--- Start of Records provided ---

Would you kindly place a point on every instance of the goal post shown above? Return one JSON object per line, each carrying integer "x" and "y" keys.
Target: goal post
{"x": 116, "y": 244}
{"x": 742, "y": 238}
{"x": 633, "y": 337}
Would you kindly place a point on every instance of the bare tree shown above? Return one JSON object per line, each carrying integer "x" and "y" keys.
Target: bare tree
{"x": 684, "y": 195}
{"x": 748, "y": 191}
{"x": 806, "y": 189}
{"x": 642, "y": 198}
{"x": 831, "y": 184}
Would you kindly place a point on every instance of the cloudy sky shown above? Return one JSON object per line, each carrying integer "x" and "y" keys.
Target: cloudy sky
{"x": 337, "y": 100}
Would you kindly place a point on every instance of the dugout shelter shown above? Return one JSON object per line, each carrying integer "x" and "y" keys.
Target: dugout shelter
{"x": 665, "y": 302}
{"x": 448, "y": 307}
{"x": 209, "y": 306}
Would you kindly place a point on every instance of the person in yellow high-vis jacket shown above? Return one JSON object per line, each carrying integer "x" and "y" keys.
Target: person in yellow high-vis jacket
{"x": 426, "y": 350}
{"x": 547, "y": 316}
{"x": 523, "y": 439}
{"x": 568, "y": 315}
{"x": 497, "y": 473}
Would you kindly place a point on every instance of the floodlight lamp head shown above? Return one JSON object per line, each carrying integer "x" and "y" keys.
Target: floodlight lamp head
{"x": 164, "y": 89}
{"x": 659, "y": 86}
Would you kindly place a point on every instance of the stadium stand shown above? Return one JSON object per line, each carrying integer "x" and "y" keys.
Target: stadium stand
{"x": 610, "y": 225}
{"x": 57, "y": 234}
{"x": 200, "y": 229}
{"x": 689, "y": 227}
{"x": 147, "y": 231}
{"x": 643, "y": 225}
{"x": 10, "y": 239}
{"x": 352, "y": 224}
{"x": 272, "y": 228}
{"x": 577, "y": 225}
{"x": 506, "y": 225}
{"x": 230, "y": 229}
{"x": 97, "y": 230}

--- End of Records provided ---

→ Work to complete:
Can you arrange all of these lines as a Markdown table with the columns "No." and "Line", numbering each row and leaving out any blank lines?

→ Completed task:
| No. | Line |
|---|---|
| 1 | Would you kindly place a point on every instance of the goal post shown above? Return one JSON object per line, each carrying integer "x" and "y" keys. |
| 2 | Target: goal post |
| 3 | {"x": 116, "y": 244} |
| 4 | {"x": 742, "y": 238} |
| 5 | {"x": 633, "y": 337} |
| 6 | Would you kindly place a point on every instance of the bare tree shown above? Return one JSON object per line, each carrying integer "x" and "y" keys. |
| 7 | Target: bare tree |
| 8 | {"x": 684, "y": 195} |
| 9 | {"x": 748, "y": 191} |
| 10 | {"x": 806, "y": 189} |
| 11 | {"x": 642, "y": 198} |
| 12 | {"x": 831, "y": 184} |
| 13 | Would you kindly place a point on every instance of the cloudy sky shown above? Return one JSON object per line, each carrying integer "x" and "y" keys. |
| 14 | Target: cloudy sky |
| 15 | {"x": 337, "y": 100} |
| 16 | Would you kindly place a point on every instance of the dugout shelter shown above? Return one JSON object per line, each carrying integer "x" and "y" keys. |
| 17 | Target: dugout shelter |
| 18 | {"x": 665, "y": 302} |
| 19 | {"x": 448, "y": 307} |
| 20 | {"x": 209, "y": 306} |
| 21 | Would you kindly place a point on every instance of the person in yellow high-vis jacket shown above? Return one JSON object per line, each carrying integer "x" and "y" keys. |
| 22 | Target: person in yellow high-vis jacket |
| 23 | {"x": 426, "y": 350} |
| 24 | {"x": 547, "y": 316} |
| 25 | {"x": 523, "y": 439} |
| 26 | {"x": 568, "y": 315} |
| 27 | {"x": 497, "y": 473} |
| 28 | Would you kindly place a point on every instance of the floodlight lamp head shown above? Return one JSON object per line, each carrying integer "x" and "y" keys. |
| 29 | Target: floodlight lamp head |
| 30 | {"x": 164, "y": 89} |
| 31 | {"x": 659, "y": 86} |
| 32 | Would you kindly place a point on every instance of the stadium stand shown above? Return one JSON object per line, each carrying integer "x" and "y" keys. |
| 33 | Target: stadium stand |
| 34 | {"x": 610, "y": 225} |
| 35 | {"x": 57, "y": 234} |
| 36 | {"x": 200, "y": 229} |
| 37 | {"x": 689, "y": 227} |
| 38 | {"x": 147, "y": 231} |
| 39 | {"x": 643, "y": 225} |
| 40 | {"x": 10, "y": 239} |
| 41 | {"x": 352, "y": 224} |
| 42 | {"x": 272, "y": 228} |
| 43 | {"x": 577, "y": 225} |
| 44 | {"x": 506, "y": 225} |
| 45 | {"x": 230, "y": 229} |
| 46 | {"x": 97, "y": 230} |